(Point annotation records)
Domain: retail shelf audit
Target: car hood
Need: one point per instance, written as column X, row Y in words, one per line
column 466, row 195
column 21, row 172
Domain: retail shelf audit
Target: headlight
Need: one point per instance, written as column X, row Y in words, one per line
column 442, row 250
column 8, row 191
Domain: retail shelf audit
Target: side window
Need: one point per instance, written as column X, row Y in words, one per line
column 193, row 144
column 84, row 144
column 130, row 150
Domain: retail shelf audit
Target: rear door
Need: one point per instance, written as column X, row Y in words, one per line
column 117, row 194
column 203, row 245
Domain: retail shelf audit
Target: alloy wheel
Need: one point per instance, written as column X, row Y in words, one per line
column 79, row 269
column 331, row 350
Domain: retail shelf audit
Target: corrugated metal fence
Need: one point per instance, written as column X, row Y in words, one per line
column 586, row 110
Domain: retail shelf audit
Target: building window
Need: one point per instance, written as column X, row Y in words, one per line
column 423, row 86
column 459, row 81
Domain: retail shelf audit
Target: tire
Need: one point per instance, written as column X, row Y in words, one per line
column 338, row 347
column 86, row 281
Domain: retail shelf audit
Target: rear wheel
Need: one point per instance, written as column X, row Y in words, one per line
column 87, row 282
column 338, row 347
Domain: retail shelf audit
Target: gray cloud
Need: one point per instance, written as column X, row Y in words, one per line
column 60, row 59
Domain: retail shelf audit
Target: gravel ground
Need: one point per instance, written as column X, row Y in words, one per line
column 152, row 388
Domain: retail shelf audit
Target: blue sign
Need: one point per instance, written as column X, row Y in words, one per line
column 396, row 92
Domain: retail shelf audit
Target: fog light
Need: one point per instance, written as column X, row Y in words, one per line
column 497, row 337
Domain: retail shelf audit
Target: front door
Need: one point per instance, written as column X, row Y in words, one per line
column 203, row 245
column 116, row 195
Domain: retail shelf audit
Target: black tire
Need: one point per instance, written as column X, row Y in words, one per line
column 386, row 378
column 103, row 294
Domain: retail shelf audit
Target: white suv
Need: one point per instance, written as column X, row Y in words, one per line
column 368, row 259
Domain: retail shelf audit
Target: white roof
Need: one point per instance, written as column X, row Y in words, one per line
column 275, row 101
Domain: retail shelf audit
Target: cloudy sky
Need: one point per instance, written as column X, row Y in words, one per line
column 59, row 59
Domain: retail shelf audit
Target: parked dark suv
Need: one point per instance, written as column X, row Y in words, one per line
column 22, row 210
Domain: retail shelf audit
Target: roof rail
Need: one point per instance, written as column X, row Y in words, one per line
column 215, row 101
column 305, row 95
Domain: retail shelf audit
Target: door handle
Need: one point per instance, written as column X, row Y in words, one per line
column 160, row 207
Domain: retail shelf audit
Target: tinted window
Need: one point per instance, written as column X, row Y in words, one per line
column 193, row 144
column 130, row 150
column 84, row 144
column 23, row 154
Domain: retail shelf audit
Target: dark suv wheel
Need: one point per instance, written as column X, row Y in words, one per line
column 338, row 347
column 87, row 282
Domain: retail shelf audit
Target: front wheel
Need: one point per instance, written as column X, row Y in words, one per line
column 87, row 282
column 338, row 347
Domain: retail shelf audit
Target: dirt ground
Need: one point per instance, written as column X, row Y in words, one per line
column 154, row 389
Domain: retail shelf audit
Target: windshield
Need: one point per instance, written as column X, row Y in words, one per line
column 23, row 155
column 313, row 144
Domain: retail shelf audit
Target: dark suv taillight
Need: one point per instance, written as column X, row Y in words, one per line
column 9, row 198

-- Stated goal --
Each entry above is to be set down again in exactly the same words.

-- Exercise output --
Domain: retail shelf audit
Target: car hood
Need: one point per instance, written as column X, row Y in words, one per line
column 466, row 195
column 21, row 172
Domain: retail shelf audit
Target: headlight
Need: one point per instance, written as column X, row Y in words, one per line
column 442, row 250
column 8, row 191
Domain: retail shelf audit
Target: side window
Need: one point per instance, written as column X, row Y in words, one per line
column 193, row 144
column 84, row 144
column 130, row 150
Domain: retail shelf audit
Target: rear door
Need: one point per instance, written as column X, row Y in words, one per line
column 117, row 194
column 203, row 245
Domain: retail shelf audit
Target: alloy wheel
Need: one point per instance, written as column X, row Y in words, one per line
column 79, row 269
column 331, row 350
Domain: retail shelf audit
Target: corrugated metal fence
Need: one point per instance, written as column X, row Y in words, one per line
column 586, row 110
Domain: retail shelf audit
Target: building window
Need: one point per instance, written as column X, row Y in words, one per line
column 423, row 86
column 459, row 81
Domain: retail shelf audit
Target: tire
Need: one point per instance, written as column X, row Y in words, one per line
column 338, row 347
column 86, row 281
Domain: retail shelf audit
Target: rear wheel
Need: one point per instance, written as column X, row Y in words, one per line
column 87, row 282
column 338, row 347
Domain: retail shelf audit
Target: gray cloud
Need: one point per instance, written as column X, row Y in words, one per line
column 60, row 59
Domain: retail shelf audit
Target: gravel ground
Need: one point per instance, written as column X, row Y in words, one per line
column 152, row 388
Domain: retail shelf audit
Target: blue sign
Need: one point per instance, written as column X, row Y in words, one per line
column 396, row 92
Domain: retail shelf audit
Target: fog light
Need: one point per instance, written as column X, row Y in words, one per line
column 497, row 337
Domain: retail shelf audit
Target: front door
Need: one point per instance, written as column X, row Y in words, one per line
column 203, row 245
column 116, row 195
Domain: retail shelf audit
Target: black tire
Need: one point per instance, written as column X, row Y in words, one per line
column 386, row 378
column 103, row 294
Domain: retail shelf audit
Target: white suv
Need: one point per instance, written as column X, row Y in words, one per line
column 368, row 259
Domain: retail shelf audit
Target: white roof
Need: one point per instance, written as column X, row Y in words, one per line
column 275, row 101
Domain: retail shelf audit
Target: cloudy sky
Need: one point per instance, written as column X, row Y in words, one per line
column 59, row 59
Domain: retail shelf audit
Target: parked dark suv
Need: one point per instance, written as column X, row Y in words, one per line
column 22, row 210
Domain: retail shelf audit
Target: roof rail
Need: one point per instance, written as column X, row Y in words, one per line
column 215, row 101
column 305, row 95
Domain: retail shelf audit
Target: door handle
Need: one point per instance, written as column X, row Y in words, one per line
column 160, row 207
Domain: retail shelf audit
Target: tinted window
Need: one point per instance, written as column X, row Y in words, one per line
column 193, row 144
column 130, row 150
column 84, row 144
column 23, row 154
Domain: retail shelf audit
Target: dark suv wheel
Need: one point per instance, written as column X, row Y in words, one per line
column 338, row 347
column 87, row 282
Domain: retail shelf audit
Target: front wheel
Need: one point per instance, written as column X, row Y in words, one per line
column 87, row 282
column 338, row 347
Domain: retail shelf audit
Target: dirt ground
Need: one point per instance, written as column X, row Y in words, one per line
column 154, row 389
Domain: retail shelf audit
Target: windshield
Need: one point per instance, written as column X, row Y in words, one per line
column 23, row 155
column 313, row 144
Domain: retail shelf audit
Target: dark suv taillight
Need: one point per instance, written as column X, row Y in words, one per line
column 9, row 198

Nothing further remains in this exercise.